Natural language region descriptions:
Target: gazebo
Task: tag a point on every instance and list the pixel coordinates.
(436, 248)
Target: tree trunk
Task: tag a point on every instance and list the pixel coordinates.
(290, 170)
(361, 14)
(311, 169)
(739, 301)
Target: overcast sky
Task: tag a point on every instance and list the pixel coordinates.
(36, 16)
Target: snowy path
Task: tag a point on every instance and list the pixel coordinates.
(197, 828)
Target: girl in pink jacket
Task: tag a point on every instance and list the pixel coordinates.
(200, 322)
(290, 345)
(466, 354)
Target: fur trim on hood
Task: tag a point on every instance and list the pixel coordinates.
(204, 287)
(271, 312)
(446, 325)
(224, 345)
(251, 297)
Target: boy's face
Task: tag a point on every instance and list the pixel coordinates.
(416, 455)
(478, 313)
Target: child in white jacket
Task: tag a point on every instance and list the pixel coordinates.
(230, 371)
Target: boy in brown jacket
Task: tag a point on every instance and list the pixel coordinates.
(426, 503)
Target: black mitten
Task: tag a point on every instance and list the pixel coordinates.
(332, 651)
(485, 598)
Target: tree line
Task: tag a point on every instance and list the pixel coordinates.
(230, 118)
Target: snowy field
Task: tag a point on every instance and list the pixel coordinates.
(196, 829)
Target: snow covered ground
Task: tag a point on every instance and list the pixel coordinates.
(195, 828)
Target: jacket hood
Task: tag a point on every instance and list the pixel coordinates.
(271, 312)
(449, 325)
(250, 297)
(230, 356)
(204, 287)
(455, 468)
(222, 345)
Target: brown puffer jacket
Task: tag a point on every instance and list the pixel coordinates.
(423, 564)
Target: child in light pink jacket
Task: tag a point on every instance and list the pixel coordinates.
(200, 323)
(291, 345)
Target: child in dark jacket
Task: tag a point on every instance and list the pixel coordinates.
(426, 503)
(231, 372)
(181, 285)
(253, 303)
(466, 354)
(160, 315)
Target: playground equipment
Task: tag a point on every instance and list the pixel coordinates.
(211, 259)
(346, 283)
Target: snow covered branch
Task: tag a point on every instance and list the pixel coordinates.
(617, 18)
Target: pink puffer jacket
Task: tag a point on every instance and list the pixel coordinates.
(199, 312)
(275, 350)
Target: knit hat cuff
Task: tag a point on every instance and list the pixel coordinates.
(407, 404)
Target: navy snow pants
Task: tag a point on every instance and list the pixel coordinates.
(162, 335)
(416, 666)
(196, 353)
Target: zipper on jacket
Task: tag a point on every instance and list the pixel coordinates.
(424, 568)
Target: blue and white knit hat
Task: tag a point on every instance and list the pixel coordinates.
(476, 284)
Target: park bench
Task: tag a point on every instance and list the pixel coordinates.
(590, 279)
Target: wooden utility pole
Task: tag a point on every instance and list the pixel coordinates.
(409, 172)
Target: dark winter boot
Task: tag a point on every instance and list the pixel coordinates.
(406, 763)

## What the exercise asks
Filter the entries down to the lines holding the string "white". Copy each of those lines.

## Response to the task
Target: child in white jacket
Target: blue and white knit hat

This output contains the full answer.